Exercise →
Reproduce the lines from the very beginning through the line containing "--holes even-odd", with both ends included, character for character. Leave the pictures out of your answer.

— START OF Source data —

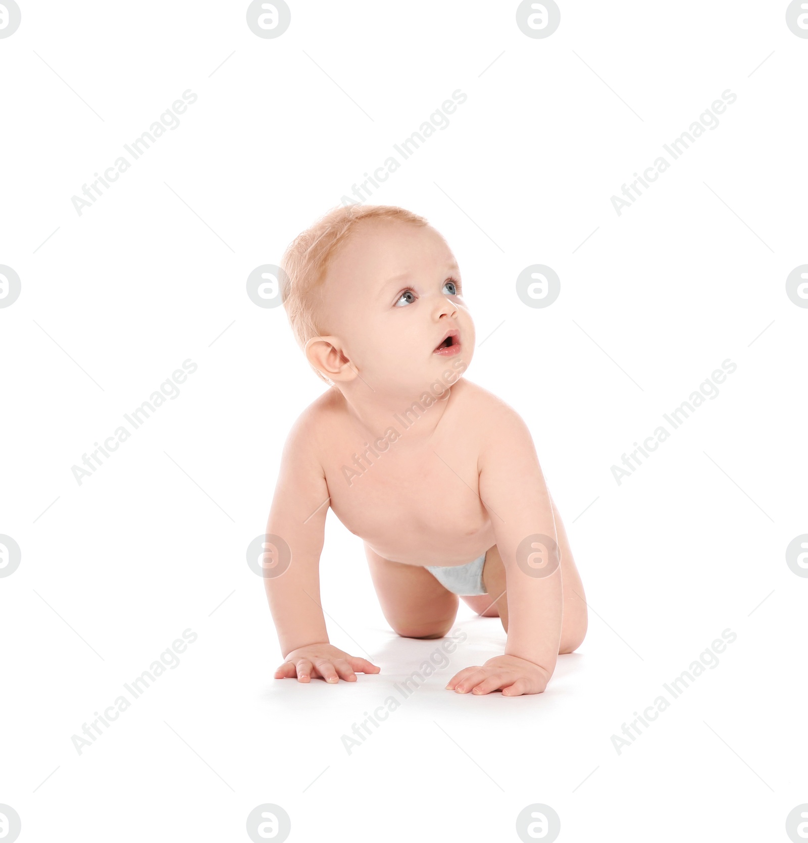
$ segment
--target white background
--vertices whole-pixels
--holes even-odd
[[[808,533],[808,309],[785,294],[808,262],[808,39],[779,0],[559,3],[531,39],[514,2],[290,0],[261,39],[245,3],[20,0],[0,39],[0,264],[22,283],[0,309],[0,533],[22,550],[0,578],[0,803],[20,840],[246,840],[262,803],[293,840],[516,840],[533,803],[563,841],[788,840],[808,802],[808,579],[785,562]],[[78,216],[71,197],[187,89],[180,126]],[[544,694],[460,696],[445,681],[504,645],[461,605],[451,665],[349,755],[341,736],[439,642],[391,632],[330,514],[331,642],[382,671],[273,680],[245,551],[325,386],[245,280],[458,89],[370,201],[454,250],[467,377],[533,432],[590,631]],[[727,89],[718,128],[618,217],[610,197]],[[535,263],[561,278],[543,309],[515,293]],[[188,358],[180,396],[79,486],[71,466]],[[728,358],[719,396],[618,486],[611,466]],[[187,628],[180,666],[78,754]],[[611,736],[727,628],[718,668],[618,754]]]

— END OF Source data —

Result of this exercise →
$ segment
--target white background
--vertices whole-pixels
--holes even-odd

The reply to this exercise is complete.